> [Action item]
Starting with the first line and ending with the last, copy the entries word for word.

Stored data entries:
»»

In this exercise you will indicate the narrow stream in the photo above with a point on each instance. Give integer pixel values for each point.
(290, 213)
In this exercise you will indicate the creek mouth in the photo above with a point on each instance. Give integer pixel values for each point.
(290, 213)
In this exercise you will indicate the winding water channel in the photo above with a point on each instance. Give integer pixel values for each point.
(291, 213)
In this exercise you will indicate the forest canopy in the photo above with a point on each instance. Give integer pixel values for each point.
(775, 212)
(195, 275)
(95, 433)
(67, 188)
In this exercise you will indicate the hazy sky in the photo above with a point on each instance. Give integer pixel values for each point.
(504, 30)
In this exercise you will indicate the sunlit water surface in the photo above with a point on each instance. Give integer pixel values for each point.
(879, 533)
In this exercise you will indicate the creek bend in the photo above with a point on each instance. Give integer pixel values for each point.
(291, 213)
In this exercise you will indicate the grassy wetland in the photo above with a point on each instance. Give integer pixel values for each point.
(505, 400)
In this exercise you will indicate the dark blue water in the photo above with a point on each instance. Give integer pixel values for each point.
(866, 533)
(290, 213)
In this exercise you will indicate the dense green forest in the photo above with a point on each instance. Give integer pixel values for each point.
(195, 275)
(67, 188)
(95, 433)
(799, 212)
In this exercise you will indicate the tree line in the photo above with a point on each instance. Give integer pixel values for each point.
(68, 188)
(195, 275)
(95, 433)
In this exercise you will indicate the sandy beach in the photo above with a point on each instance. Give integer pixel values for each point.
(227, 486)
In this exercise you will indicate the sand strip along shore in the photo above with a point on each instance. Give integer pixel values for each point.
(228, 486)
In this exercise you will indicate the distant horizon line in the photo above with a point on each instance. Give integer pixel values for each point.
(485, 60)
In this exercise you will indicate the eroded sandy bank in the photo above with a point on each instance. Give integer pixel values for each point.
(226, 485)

««

> [Written solution]
In this exercise you will indicate the narrow stream in the photo above with a point on each instance. Give integer pixel values for each point.
(290, 213)
In this exercise you will indicate the creek mouth in the photo above with a point on each instance. Give integer pixel values for each point.
(290, 213)
In this exercise you will indicate the winding water channel in the photo above with a point on each instance. Give integer pixel values for each point.
(291, 213)
In this exercise you will indicate the forest canopy in the photo above with a point on each instance. Give integer pixel values for each point.
(775, 212)
(195, 275)
(95, 433)
(67, 188)
In this exercise you will indicate the hazy sky in the photo above with a point on each instance. Give integer pixel values for each point.
(504, 30)
In this exercise you will indicate the sunlit water surface in the photo above with a point on each instance. Give integer pixel values for each point.
(879, 533)
In this exercise you will indicate the creek bend in the photo above with a point on each instance. Give integer pixel values for each point.
(291, 213)
In this exercise you will indicate the grassy wetland in the photo above with a point on each instance. Give integer pixel values for each point.
(505, 400)
In this exercise you will indicate the dark blue water in the photo above with a point on each instance. Give integer pixel values for each point.
(866, 533)
(290, 213)
In this exercise you will indicate the dense green forest in the photo above with a point on each instance. Give integer pixel values for each point.
(195, 275)
(67, 188)
(95, 433)
(799, 212)
In this exercise you will indicate the tree line in the photo above with a point on each instance. Give integer pixel values for each point.
(68, 188)
(195, 275)
(95, 433)
In this exercise you will indicate the sandy beach in the photo above with a point on each instance. Give integer pixel values for each point.
(227, 486)
In this exercise you will indicate the sand strip along shore in the photo above with a point on each instance. Give integer pixel values for each point.
(228, 486)
In this exercise you will indicate the distant horizon line in the photo above with a point on each instance. Give integer pixel values for each point.
(485, 60)
In this exercise you will indicate the eroded sandy bank in the photo above with a point on each instance. Give integer pixel values for each point.
(226, 485)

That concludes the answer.